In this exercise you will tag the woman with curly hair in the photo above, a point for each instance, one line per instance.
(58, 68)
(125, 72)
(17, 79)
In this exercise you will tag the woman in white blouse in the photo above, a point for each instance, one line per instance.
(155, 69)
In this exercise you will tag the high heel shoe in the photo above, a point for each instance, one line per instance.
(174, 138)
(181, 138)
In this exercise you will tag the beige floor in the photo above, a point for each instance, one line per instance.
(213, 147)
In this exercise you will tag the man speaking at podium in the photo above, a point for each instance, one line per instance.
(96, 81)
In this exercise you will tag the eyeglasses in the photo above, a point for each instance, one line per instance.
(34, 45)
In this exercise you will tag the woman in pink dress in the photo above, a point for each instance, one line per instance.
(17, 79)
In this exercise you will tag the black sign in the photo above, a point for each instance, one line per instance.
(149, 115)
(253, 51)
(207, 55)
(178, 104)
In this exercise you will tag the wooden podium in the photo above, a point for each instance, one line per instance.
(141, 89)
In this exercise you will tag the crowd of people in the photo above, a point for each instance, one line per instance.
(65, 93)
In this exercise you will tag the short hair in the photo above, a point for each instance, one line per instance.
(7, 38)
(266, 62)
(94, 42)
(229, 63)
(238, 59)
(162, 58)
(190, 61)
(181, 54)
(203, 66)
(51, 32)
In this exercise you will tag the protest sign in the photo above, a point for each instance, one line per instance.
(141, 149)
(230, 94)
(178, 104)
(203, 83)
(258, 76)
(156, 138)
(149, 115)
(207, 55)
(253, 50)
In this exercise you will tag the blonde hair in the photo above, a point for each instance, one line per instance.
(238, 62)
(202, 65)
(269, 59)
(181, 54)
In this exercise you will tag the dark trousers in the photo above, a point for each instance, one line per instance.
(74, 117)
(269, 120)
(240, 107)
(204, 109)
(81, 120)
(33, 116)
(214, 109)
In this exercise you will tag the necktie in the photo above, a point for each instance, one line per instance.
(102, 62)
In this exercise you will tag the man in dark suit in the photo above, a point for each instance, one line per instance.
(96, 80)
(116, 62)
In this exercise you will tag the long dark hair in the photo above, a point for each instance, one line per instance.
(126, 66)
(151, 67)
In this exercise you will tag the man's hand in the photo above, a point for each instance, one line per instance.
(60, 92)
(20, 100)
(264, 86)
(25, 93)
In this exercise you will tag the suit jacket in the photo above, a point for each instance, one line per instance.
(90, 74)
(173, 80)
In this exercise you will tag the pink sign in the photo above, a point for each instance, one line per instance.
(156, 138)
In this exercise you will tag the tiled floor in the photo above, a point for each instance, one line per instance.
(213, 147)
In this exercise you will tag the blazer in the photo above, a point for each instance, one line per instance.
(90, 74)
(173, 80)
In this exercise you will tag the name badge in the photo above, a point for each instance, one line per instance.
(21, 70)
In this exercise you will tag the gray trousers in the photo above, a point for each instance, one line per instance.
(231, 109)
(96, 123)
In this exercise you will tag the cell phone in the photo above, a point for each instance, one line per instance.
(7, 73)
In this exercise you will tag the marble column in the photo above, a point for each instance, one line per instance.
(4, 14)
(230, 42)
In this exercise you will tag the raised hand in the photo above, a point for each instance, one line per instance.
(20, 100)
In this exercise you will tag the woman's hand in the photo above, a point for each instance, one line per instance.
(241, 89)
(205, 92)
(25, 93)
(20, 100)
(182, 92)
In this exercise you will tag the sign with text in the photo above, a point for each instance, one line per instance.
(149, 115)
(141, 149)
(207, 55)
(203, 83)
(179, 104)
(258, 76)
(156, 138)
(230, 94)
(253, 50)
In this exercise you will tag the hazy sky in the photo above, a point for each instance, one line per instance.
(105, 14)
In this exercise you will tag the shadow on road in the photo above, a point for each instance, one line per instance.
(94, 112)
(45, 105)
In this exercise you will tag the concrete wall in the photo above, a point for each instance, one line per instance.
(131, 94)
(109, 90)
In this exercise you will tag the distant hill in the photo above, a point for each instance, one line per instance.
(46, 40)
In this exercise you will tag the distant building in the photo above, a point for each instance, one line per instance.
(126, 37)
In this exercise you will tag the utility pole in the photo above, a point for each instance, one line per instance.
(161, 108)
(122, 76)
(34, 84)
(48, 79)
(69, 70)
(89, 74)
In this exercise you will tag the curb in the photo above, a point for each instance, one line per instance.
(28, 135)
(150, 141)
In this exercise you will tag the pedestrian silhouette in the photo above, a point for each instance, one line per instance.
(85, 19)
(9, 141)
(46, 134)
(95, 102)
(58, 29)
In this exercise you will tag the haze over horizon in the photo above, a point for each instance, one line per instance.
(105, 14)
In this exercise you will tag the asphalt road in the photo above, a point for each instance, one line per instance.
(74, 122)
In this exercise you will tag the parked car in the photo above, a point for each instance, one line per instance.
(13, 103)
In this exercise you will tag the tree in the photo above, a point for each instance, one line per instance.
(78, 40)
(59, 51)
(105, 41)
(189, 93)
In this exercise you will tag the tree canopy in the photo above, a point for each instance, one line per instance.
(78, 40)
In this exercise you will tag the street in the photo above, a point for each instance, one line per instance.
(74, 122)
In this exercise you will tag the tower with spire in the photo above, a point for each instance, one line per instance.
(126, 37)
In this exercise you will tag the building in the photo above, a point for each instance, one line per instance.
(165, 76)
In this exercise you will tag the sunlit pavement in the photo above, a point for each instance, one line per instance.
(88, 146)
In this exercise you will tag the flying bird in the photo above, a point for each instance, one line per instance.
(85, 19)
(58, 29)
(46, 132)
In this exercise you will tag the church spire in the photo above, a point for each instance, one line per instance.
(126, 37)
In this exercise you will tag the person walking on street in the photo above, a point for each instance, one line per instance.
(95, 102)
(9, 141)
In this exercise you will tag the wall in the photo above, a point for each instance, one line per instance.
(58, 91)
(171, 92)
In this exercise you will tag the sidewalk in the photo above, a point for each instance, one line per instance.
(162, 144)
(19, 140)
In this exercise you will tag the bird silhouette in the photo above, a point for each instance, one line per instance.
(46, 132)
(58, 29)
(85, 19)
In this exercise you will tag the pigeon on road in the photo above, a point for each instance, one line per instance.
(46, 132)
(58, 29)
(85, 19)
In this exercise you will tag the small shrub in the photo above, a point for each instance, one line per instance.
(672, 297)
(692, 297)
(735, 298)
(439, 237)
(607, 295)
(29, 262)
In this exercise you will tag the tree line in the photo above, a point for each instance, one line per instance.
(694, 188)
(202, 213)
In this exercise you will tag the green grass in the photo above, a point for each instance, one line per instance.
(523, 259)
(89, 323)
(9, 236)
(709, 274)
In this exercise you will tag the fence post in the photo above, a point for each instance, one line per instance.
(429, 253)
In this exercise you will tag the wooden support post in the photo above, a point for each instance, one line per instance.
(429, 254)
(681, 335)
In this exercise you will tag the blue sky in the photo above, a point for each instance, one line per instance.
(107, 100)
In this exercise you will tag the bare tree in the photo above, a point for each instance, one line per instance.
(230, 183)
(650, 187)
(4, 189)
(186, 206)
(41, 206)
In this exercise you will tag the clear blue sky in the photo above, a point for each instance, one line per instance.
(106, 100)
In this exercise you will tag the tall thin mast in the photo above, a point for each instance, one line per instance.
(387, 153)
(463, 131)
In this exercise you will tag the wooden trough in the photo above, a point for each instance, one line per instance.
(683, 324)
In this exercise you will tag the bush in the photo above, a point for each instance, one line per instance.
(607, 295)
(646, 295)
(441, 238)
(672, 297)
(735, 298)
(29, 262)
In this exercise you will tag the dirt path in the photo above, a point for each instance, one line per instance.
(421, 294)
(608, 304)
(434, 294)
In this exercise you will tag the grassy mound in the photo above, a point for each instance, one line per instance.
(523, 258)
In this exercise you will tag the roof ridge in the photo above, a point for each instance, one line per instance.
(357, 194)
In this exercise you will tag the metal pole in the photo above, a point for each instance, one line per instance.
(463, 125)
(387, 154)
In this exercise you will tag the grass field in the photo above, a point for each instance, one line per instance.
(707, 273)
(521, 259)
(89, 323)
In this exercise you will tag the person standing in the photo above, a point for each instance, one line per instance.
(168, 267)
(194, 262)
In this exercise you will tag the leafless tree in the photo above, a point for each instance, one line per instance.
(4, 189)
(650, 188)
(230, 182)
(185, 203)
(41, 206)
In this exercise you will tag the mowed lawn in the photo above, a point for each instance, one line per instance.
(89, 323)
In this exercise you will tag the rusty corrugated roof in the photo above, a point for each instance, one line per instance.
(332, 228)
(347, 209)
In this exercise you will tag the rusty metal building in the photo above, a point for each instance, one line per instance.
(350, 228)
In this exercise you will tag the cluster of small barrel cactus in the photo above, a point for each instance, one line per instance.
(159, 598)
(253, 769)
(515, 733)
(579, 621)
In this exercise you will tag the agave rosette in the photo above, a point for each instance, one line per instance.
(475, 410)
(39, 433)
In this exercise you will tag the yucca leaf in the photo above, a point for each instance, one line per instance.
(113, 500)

§ WHAT YOU WILL DO
Return, word for word, each line from the line that contains "In this exercise you will tag the rusty metal" to the end of the listing above; include both end lines and nothing else.

§ SOLUTION FOR THIS EXERCISE
In this exercise you will tag the rusty metal building in the photo above, a point for each instance, one line per instance.
(350, 228)
In this exercise you will tag the cluster of small barrel cactus in the photo above, a point for each instance, one line per instance.
(159, 598)
(253, 769)
(515, 733)
(579, 621)
In this exercise you will tag the agave rosette in the photo above, a point for each instance, one line per instance.
(475, 410)
(39, 433)
In this exercise you will tag the yucca leaf in the photo above, a point for each instance, one line per instance.
(113, 500)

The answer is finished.